▶ _GIVEN PROBLEM A_:
From the ward turnout analysis, repeat the stretch from "The first thing" through "have increased regardless?".
▶ _GIVEN PROBLEM B_:
Summarize the ward turnout analysis in two sentences.

▶ _TEXT SECTION_:
* START *

The first thing you’ll notice is that these wards cluster around Center City. As such, they tend to be wealthier and whiter than the city as a whole; the same demographics that have seen a generalized surge in turnout since 2016. That makes the causality here difficult to measure: does the openness of a ward increase turnout, or did these wards become open thanks to local political engagement, and turnout there would have increased regardless?

There’s another complication in answering the question: how should we define turnout? I don’t love the usual measure, votes cast divided by registered voters; that number will be alarmingly low because of inactive voters still on the rolls, and the denominator moves for all sorts of reasons, including slow cleaning of the voter rolls or registration drives (I’ve called this the Turnout Funnel). And wards might have very different populations with different propensities to vote, or even be eligible to vote, which we want to control for.

I’ll use my favorite metric: turnout in an off-year election as a percentage of Presidential turnout. Off-year turnout is more malleable to local GOTV efforts: there’s more need just to remind people when Election Day is, and people get less communication about the election from other channels. A division’s Presidential turnout gives a ceiling on plausible off-year turnout. In this case, I’ll measure turnout in November 2022 divided by turnout in November 2020.

View code
df_major <- readRDS("../../data/processed_data/df_major_20230116.Rds")

turnout <- df_major |> filter(is_topline_office, ward != "99") |>
  group_by(warddiv, year, election_type) |>
  summarise(votes=sum(votes))

turnout <- turnout |> left_join(
  divs |> as.data.frame() |> select(warddiv, ward),
  by="warddiv"
) |>
  left_join(
    wards |> as.data.frame() |> select(ward, is_open, is_open_pre_22),
    by="ward"
  )

div_turnout <- turnout |>
  pivot_wider(
    names_from=c("election_type", "year"),
    values_from = "votes"
  )

ward_turnout <- turnout |> 
  group_by(ward, year, election_type, is_open, is_open_pre_22) |>
  summarise(votes=sum(votes)) |>
  pivot_wider(names_from=c("election_type", "year"), values_from="votes")

ward_turnout |>
  mutate(row = case_when(is_open ~ ward, TRUE ~ "Closed Wards")) |>
  group_by(is_open) |>
  summarise(votes_20 = sum(general_2020), votes_22 = sum(general_2022, na.rm=T)) |>
  mutate(ratio = votes_22 / votes_20)

* END *

▶ _ITEMS_:
* START *

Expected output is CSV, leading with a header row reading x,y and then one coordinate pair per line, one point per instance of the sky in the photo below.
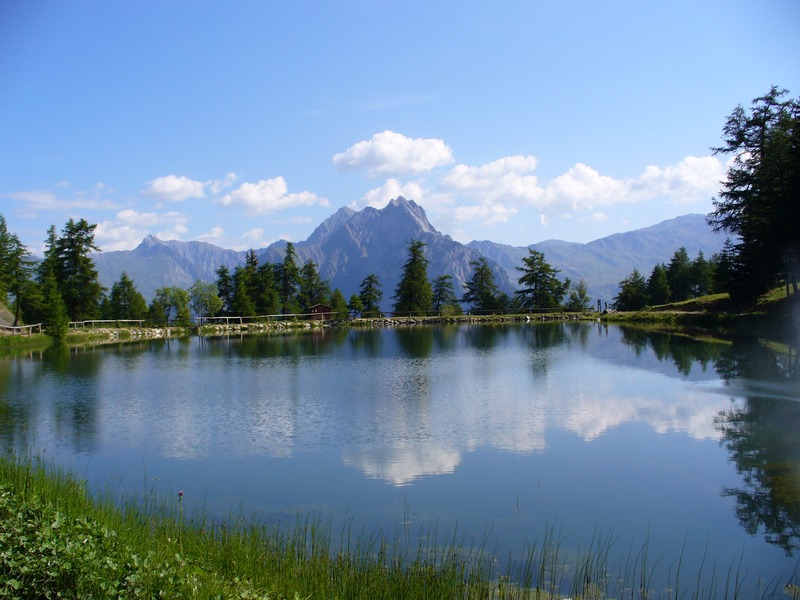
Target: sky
x,y
241,123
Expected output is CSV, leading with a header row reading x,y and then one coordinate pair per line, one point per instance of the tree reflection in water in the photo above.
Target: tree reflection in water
x,y
762,435
763,438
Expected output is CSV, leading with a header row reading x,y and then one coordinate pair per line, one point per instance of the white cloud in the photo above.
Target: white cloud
x,y
129,227
487,213
391,189
493,192
270,195
175,188
580,188
495,189
691,179
214,233
390,153
253,234
218,185
44,200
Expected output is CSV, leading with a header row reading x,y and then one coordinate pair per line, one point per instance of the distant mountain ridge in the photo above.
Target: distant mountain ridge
x,y
349,245
603,263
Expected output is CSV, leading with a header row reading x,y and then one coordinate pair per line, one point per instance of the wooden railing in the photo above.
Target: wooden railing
x,y
101,322
23,329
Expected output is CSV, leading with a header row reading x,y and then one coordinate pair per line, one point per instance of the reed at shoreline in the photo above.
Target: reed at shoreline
x,y
57,539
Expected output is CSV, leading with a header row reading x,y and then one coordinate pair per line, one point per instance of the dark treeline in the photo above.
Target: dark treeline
x,y
758,206
64,287
680,279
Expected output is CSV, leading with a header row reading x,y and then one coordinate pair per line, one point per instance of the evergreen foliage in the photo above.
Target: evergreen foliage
x,y
444,296
758,203
579,297
414,294
481,290
312,289
288,276
370,296
204,300
73,269
125,301
632,292
169,299
339,307
540,286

* END *

▶ _FINAL RESULT A_:
The first thing you’ll notice is that these wards cluster around Center City. As such, they tend to be wealthier and whiter than the city as a whole; the same demographics that have seen a generalized surge in turnout since 2016. That makes the causality here difficult to measure: does the openness of a ward increase turnout, or did these wards become open thanks to local political engagement, and turnout there would have increased regardless?

▶ _FINAL RESULT B_:
The wards cluster around Center City and are wealthier and whiter than the city as a whole, which makes it hard to tell whether ward openness raises turnout or whether engaged wards became open and would have seen higher turnout anyway. Rather than dividing votes cast by registered voters, the analysis measures off-year turnout as a percentage of Presidential turnout, here November 2022 turnout divided by November 2020 turnout.